* Exercise brief
Return each line of the listing below that contains the word "wasp". Case matters.
────────
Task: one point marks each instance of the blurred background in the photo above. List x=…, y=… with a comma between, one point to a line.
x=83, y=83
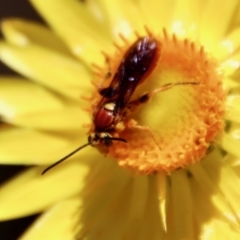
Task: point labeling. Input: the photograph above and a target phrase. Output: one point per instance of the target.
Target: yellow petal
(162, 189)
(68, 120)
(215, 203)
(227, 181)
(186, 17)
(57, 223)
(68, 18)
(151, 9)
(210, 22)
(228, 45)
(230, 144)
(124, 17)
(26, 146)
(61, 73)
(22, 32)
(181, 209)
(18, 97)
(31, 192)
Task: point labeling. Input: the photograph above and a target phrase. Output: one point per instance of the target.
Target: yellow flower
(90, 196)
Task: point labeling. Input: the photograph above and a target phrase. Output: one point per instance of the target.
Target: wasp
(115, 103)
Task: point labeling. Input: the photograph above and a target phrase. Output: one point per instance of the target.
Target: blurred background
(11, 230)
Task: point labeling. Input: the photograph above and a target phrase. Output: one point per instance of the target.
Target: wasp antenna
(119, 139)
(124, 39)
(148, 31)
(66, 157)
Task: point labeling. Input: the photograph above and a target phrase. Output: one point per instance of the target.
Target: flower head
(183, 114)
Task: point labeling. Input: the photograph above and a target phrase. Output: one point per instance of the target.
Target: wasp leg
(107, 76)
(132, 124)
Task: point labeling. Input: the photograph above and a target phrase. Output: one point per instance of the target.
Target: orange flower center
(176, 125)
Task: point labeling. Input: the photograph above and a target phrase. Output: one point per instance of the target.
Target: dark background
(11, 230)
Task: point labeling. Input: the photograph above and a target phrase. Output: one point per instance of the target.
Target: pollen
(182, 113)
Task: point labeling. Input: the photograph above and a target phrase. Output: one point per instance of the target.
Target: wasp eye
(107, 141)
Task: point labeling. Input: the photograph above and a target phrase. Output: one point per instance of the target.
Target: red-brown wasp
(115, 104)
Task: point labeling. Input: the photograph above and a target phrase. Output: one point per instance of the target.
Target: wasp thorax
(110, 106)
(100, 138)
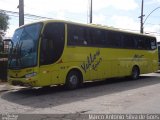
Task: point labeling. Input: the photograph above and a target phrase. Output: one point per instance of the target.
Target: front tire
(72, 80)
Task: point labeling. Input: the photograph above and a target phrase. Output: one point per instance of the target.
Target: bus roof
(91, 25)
────────
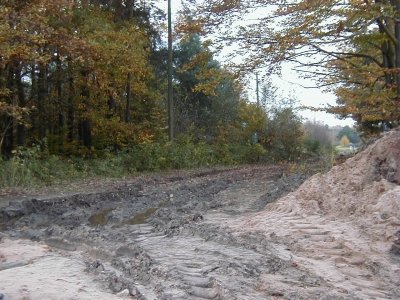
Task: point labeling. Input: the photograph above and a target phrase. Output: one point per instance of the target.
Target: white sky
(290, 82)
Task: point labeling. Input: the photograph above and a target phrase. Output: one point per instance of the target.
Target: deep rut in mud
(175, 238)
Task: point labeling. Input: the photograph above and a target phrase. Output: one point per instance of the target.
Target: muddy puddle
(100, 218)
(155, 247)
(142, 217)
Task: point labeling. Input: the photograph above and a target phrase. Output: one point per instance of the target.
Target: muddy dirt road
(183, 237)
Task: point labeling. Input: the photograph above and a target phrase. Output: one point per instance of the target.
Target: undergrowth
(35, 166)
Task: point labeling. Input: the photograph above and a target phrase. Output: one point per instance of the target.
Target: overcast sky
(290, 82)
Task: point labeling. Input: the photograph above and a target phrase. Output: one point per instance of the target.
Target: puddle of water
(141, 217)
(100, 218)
────────
* Exercise answer
Target: wasp
Target: wasp antenna
Target: wasp leg
Target: wasp eye
Target: red-brown wasp
Target: wasp thorax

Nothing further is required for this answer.